(Entries from a point annotation set)
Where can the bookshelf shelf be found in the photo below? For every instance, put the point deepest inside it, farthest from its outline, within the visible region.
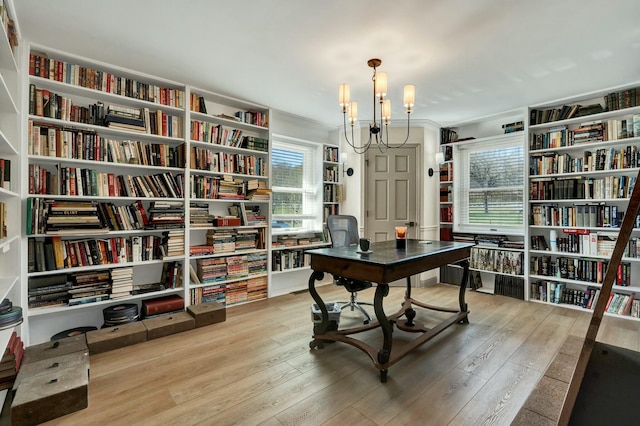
(11, 247)
(596, 155)
(332, 189)
(43, 312)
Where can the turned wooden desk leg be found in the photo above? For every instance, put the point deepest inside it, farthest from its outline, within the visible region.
(318, 328)
(409, 312)
(382, 290)
(463, 288)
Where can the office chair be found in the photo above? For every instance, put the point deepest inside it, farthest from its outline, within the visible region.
(343, 231)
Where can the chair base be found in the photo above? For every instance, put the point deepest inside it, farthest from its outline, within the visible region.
(354, 304)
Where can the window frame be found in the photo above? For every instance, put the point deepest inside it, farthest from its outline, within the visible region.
(462, 187)
(311, 190)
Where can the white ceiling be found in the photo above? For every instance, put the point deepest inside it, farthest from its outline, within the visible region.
(467, 58)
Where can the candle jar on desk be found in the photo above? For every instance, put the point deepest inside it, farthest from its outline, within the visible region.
(401, 237)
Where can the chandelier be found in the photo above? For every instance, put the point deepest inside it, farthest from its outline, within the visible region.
(381, 111)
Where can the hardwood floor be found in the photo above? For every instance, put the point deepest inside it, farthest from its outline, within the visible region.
(256, 368)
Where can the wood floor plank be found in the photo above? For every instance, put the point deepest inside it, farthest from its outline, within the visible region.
(500, 399)
(437, 405)
(257, 368)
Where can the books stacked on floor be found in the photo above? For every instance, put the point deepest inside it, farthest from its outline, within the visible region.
(89, 287)
(260, 194)
(48, 291)
(10, 315)
(257, 263)
(212, 293)
(256, 288)
(199, 216)
(211, 270)
(162, 306)
(121, 282)
(201, 250)
(236, 292)
(120, 314)
(125, 118)
(254, 217)
(231, 189)
(246, 239)
(222, 240)
(11, 361)
(73, 218)
(166, 214)
(237, 267)
(171, 274)
(173, 243)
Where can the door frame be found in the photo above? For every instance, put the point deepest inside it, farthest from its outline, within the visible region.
(419, 187)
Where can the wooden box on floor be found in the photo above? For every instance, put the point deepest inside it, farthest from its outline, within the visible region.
(107, 339)
(50, 394)
(75, 361)
(168, 324)
(208, 313)
(53, 349)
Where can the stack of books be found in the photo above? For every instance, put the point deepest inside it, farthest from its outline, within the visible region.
(121, 282)
(89, 287)
(173, 243)
(222, 240)
(199, 216)
(48, 291)
(73, 217)
(11, 361)
(166, 214)
(125, 118)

» **Task**
Duplicate every line of the items above word for word, leaving out the pictures.

» **Task result**
Where can the bookshelf shelf be found in the photo below? For every instance, put the point deepest inside it, farthest from its outline, within the visible region.
(11, 247)
(596, 155)
(332, 189)
(43, 312)
Where can the turned wooden desk leg be found in the photo above? For every instance, put the point deepest inside it, farthest from its outline, within the visible region.
(318, 328)
(409, 312)
(382, 290)
(463, 288)
Where can the office chair be found in the photo above? For every instance, put the point deepest inside it, farthest from its outline, within the visible region.
(343, 231)
Where can the chair base be found in the photo above? For every instance, put the point deepest inside it, farthest from its outline, within the visible region.
(354, 304)
Where can the window frame be found in the photo above? For every instance, put the point deepest inside it, farthest from its outline, within the visible region.
(462, 187)
(311, 190)
Where can the white ceiling be found in the photo above? For every instance, put the point deepest inside it, farthest from its outline, within the visible region.
(467, 58)
Where can the candle jar on desk be found in the photo above? For every instance, put the point deepest inside it, farthest from its outline, within the visible region.
(401, 237)
Where can the chandelier be found in the photo above? For every instance, put the point deepest inside it, farthest from its outline, within the visible region.
(381, 111)
Where can the hardwood floor be found in the photo above? For every instance, put the point deepest inside it, farthest from its outline, within the visible region.
(256, 368)
Where can the wood floor plank be found in the photo above? For every instance, put the point deepest inside it, farthest from its outline, within the visible region.
(500, 399)
(437, 405)
(257, 368)
Where can the books stacked on floor be found in the photo above? For every instance, put the point deepest inside it, farthest from its outline, within the visible region.
(89, 287)
(260, 194)
(48, 291)
(10, 315)
(257, 263)
(212, 293)
(256, 288)
(199, 216)
(211, 270)
(162, 306)
(121, 282)
(201, 250)
(236, 292)
(120, 314)
(125, 118)
(254, 217)
(231, 189)
(246, 239)
(222, 240)
(11, 361)
(73, 218)
(166, 214)
(237, 267)
(171, 274)
(173, 243)
Where can the door frame be found in the photo above? For every instance, put the point deepest inside it, farthest from its outline, within the visible region.
(419, 187)
Where can the wooden box on floor be found in the photo above? For every instance, put the point deepest inside it, farthest from its outline, within the visible region.
(107, 339)
(50, 394)
(75, 361)
(168, 324)
(208, 313)
(53, 349)
Where can the stack of books be found in the photo above? For every instance, put the point deepest inside it, farthest from its outline, within the visible region.
(121, 282)
(89, 287)
(173, 243)
(222, 240)
(199, 216)
(48, 291)
(73, 217)
(11, 361)
(166, 214)
(125, 118)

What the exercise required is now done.